TEXT SHOWN =>
⟨

Prometheus Deep Dive - Street-Level Ops¶
Real-world workflows for operating Prometheus, debugging missing metrics, and writing production PromQL.
Debugging Missing Metrics¶
A dashboard panel shows "No Data." Work through this systematically:
# 1. Is the target being scraped at all?
curl -s http://prometheus:9090/api/v1/targets | jq '.data.activeTargets[] | select(.labels.job=="api-server") | {instance: .labels.instance, health: .health, lastError: .lastError}'
# Output when healthy:
# { "instance": "10.0.1.5:8080", "health": "up", "lastError": "" }
# Output when broken:
# { "instance": "10.0.1.5:8080", "health": "down", "lastError": "Get http://10.0.1.5:8080/metrics: dial tcp 10.0.1.5:8080: connect: connection refused" }
# 2. Can you reach the metrics endpoint directly?
curl -s http://10.0.1.5:8080/metrics | head -20
# 3. Is the metric being scraped but relabeled away?
# Check relabel_configs and metric_relabel_configs in the scrape config
# A common mistake: a metric_relabel_configs drop rule is too broad
curl -s http://prometheus:9090/api/v1/targets/metadata?metric=http_requests_total
# 4. Is the metric present but the label selector in the query is wrong?
# Query without any label filters to see if the metric exists at all
curl -s 'http://prometheus:9090/api/v1/query?query=http_requests_total' | jq '.data.result | length'
# 5. Is the metric present but the time range is wrong?
# Staleness: Prometheus marks a series stale 5 minutes after the last scrape
# Check the last sample timestamp
curl -s 'http://prometheus:9090/api/v1/query?query=http_requests_total' | jq '.data.result[0].value'
# value[0] is the Unix timestamp, value[1] is the value
PromQL for SLOs and SLIs¶
Error Rate SLI (Request Success Rate)¶
# 5xx error ratio over the last 30 minutes
1 - (
sum(rate(http_requests_total{status=~"5.."}[30m]))
/
sum(rate(http_requests_total[30m]))
)
# Multi-window alert: fire only when both short AND long windows breach
# Short window catches acute incidents; long window prevents flapping
# Alert: SLO is 99.9% (error budget = 0.1%)
groups:
- name: slo-alerts
rules:
- alert: HighErrorRate_MultiWindow
expr: |
(
sum(rate(http_requests_total{status=~"5.."}[5m]))
/ sum(rate(http_requests_total[5m]))
> 0.01
)
and
(
sum(rate(http_requests_total{status=~"5.."}[1h]))
/ sum(rate(http_requests_total[1h]))
> 0.005
)
for: 2m
labels:
severity: critical
Latency SLI (p99 < 500ms)¶
# What fraction of requests complete under 500ms?
sum(rate(http_request_duration_seconds_bucket{le="0.5"}[5m]))
/
sum(rate(http_request_duration_seconds_count[5m]))
# Alert when <99% of requests are under 500ms
- alert: LatencySLOBreach
expr: |
sum(rate(http_request_duration_seconds_bucket{le="0.5"}[10m]))
/
sum(rate(http_request_duration_seconds_count[10m]))

⟩

SUPPLIED RECORDS =>
⟨

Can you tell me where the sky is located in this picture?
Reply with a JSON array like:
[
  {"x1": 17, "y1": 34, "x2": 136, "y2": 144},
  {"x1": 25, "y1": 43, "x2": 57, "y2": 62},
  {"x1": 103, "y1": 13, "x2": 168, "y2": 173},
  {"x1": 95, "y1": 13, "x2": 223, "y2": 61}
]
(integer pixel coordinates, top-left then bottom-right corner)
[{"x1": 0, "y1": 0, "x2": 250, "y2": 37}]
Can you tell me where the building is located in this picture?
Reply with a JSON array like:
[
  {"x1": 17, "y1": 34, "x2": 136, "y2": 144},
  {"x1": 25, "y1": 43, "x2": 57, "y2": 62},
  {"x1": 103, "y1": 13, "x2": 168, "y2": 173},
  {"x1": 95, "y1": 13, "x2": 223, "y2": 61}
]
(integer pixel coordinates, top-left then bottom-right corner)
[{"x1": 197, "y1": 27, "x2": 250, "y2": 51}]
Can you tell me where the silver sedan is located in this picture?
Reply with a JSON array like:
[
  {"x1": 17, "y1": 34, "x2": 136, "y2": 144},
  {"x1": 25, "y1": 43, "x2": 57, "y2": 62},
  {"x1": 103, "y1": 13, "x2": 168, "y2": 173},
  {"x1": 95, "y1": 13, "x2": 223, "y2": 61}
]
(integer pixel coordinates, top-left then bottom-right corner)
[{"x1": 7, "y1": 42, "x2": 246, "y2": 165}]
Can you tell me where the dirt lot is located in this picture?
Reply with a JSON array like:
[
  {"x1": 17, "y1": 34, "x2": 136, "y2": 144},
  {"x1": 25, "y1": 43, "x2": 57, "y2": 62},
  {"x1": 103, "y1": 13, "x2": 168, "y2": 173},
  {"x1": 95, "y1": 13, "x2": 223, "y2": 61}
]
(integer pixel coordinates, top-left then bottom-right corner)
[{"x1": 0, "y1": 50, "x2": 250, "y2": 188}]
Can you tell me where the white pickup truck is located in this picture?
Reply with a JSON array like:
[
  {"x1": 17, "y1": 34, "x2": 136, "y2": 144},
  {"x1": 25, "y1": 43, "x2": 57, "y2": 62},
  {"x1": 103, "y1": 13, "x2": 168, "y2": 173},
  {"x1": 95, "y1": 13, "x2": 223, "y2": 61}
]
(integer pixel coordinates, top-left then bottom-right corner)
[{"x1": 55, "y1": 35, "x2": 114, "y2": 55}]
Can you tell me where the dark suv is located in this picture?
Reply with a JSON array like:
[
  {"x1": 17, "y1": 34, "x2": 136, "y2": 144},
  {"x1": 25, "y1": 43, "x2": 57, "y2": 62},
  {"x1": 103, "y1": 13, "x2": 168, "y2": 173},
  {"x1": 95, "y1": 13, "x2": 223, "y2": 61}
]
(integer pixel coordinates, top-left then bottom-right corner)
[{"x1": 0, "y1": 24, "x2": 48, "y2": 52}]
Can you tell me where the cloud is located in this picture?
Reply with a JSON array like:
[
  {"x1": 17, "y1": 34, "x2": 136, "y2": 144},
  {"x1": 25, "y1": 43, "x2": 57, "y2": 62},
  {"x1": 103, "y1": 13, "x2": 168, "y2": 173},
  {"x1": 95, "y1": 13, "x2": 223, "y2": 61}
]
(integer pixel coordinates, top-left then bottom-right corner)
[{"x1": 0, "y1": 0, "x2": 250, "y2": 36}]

⟩
⟨

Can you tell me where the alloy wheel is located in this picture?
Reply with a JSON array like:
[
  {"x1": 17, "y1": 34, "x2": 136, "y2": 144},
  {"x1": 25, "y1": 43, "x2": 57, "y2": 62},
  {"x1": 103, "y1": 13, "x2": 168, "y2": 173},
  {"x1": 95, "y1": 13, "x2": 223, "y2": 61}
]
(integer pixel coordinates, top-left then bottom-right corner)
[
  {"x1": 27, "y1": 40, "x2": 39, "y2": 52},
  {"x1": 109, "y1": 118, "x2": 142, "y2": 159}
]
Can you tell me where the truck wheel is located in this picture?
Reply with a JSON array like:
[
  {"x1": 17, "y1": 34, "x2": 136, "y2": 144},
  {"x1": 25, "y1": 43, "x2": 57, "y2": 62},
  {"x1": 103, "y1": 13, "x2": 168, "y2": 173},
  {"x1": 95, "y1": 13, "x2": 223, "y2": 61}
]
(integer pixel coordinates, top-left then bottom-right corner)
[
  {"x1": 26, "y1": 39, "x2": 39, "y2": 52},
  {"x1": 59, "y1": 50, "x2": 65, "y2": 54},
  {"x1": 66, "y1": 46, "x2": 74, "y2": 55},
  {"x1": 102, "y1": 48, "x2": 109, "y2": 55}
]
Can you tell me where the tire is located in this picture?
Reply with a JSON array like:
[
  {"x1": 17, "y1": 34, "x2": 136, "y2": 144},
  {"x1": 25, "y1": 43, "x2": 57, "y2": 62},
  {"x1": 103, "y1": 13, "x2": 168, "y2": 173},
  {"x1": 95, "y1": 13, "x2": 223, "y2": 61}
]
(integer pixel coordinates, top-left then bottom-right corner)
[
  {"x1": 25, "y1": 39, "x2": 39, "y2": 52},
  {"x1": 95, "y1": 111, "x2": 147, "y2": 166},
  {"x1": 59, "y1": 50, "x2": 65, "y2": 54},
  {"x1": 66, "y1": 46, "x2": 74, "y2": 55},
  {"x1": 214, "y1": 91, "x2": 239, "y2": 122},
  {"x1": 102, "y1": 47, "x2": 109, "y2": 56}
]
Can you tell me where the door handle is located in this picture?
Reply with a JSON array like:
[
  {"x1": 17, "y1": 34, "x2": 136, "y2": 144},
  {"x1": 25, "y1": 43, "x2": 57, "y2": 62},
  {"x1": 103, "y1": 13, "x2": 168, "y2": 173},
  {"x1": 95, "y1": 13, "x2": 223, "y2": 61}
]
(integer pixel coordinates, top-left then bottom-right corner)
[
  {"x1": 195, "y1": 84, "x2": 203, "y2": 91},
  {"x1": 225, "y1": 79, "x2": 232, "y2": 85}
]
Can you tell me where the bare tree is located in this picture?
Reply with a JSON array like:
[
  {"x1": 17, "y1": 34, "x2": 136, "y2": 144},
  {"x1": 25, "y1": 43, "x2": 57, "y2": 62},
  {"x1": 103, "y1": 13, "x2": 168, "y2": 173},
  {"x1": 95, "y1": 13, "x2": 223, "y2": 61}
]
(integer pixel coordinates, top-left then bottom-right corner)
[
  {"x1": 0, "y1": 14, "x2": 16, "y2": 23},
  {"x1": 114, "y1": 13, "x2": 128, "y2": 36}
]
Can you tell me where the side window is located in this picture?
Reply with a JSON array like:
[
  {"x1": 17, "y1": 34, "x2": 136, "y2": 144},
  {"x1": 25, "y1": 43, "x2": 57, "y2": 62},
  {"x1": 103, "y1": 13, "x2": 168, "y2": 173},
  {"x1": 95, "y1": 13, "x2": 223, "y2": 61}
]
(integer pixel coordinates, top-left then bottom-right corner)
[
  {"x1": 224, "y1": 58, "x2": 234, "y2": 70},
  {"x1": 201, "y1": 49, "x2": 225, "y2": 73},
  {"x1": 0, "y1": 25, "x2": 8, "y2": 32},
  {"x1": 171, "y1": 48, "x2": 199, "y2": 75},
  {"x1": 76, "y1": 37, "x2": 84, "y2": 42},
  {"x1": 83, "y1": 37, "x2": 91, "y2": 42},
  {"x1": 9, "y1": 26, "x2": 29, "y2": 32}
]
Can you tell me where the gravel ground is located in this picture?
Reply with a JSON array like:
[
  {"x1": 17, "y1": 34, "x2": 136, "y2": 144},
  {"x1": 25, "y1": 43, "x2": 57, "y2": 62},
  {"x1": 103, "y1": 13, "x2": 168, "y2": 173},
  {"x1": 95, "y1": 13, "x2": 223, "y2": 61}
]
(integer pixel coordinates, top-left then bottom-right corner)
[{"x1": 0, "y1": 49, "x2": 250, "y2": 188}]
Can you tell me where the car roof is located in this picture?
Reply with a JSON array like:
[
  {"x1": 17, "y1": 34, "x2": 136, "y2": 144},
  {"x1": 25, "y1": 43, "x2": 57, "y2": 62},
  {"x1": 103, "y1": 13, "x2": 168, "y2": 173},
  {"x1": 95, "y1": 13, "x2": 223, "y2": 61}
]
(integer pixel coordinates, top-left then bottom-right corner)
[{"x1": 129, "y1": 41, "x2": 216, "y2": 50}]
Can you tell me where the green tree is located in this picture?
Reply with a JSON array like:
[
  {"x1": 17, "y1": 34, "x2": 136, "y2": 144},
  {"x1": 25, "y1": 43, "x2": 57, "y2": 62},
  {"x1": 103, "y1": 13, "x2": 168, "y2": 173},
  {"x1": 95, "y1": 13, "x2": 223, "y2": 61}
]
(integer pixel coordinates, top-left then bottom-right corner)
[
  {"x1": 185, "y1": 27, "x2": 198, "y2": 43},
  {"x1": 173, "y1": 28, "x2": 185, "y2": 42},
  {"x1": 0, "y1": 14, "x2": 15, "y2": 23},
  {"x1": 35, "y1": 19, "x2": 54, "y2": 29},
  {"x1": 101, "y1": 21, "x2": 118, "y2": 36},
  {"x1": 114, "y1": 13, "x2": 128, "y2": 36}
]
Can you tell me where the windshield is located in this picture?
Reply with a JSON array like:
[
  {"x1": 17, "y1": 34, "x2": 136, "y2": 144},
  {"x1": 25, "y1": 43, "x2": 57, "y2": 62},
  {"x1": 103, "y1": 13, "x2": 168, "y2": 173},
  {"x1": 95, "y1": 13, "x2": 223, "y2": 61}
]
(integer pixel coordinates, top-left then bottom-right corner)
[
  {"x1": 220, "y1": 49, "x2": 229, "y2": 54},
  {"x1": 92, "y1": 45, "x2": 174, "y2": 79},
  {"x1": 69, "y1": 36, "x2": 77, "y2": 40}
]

⟩
⟨

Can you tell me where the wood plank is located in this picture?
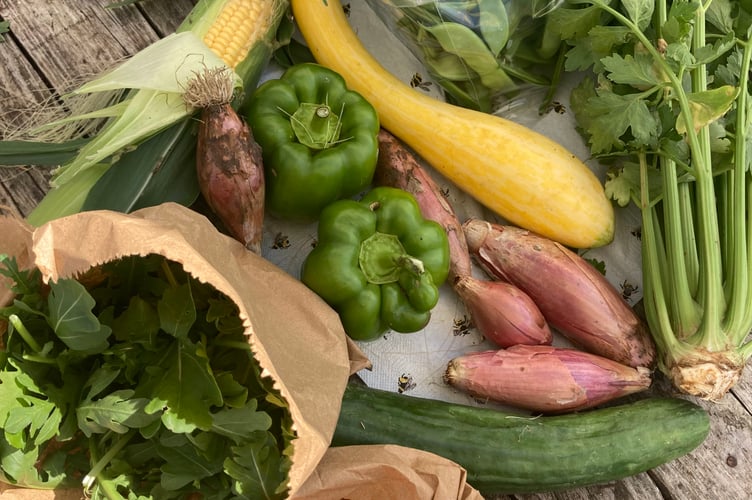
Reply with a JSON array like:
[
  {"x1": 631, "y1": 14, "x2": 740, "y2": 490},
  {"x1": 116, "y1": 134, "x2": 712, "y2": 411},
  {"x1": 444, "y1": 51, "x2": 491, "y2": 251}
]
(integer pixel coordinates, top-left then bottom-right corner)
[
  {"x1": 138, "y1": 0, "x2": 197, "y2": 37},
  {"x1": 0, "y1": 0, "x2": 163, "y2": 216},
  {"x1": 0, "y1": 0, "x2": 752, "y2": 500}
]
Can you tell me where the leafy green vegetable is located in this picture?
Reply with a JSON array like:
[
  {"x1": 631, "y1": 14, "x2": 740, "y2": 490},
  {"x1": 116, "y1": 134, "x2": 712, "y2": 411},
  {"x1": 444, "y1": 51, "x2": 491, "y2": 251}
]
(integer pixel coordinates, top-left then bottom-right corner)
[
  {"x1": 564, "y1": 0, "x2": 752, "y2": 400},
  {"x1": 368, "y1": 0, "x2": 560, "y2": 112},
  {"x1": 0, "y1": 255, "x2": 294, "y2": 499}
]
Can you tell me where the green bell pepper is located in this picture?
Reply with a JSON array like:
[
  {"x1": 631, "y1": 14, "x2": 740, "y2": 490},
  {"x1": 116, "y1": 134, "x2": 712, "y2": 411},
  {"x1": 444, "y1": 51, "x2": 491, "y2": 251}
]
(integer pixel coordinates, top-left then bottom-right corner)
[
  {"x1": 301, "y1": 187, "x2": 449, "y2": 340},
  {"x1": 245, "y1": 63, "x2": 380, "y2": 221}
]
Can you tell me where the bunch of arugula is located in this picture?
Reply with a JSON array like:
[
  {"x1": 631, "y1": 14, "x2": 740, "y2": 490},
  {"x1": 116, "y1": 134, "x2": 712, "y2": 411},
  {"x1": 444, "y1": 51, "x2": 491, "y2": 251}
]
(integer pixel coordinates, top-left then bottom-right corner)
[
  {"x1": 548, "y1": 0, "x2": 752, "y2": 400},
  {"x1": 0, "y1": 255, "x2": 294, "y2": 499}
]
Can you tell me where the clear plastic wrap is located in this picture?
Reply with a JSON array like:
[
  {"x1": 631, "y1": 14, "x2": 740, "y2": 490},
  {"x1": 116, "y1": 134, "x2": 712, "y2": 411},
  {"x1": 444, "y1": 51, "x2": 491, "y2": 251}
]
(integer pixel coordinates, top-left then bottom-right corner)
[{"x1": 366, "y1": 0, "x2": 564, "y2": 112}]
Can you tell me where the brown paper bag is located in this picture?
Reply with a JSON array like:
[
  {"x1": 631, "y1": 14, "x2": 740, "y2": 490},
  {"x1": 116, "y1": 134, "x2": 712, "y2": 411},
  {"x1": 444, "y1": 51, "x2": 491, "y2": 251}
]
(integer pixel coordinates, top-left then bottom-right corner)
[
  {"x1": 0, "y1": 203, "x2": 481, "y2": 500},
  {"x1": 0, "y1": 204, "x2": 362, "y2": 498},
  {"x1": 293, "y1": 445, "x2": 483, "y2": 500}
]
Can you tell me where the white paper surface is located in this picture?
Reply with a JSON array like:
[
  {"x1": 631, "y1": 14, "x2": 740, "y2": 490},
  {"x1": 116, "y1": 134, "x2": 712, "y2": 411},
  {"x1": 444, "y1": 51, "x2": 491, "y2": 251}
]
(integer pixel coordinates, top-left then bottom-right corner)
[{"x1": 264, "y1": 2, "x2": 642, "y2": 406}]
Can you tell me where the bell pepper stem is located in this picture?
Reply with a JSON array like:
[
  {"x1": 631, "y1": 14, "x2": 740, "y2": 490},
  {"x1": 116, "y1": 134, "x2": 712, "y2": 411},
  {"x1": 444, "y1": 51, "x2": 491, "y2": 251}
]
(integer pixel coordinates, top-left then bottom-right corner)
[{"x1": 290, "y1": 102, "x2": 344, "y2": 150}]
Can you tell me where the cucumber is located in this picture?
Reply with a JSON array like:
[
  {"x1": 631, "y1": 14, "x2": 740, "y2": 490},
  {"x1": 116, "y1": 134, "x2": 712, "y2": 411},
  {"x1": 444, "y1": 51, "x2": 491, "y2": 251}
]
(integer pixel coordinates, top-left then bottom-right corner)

⟩

GIVEN PROBLEM => Can you repeat, word for word, the part of the Prometheus page that opens with the words containing "# Query without" and closes with "range is wrong?"? The records come from a different source than the Prometheus page.

RESPONSE =>
# Query without any label filters to see if the metric exists at all
curl -s 'http://prometheus:9090/api/v1/query?query=http_requests_total' | jq '.data.result | length'
# 5. Is the metric present but the time range is wrong?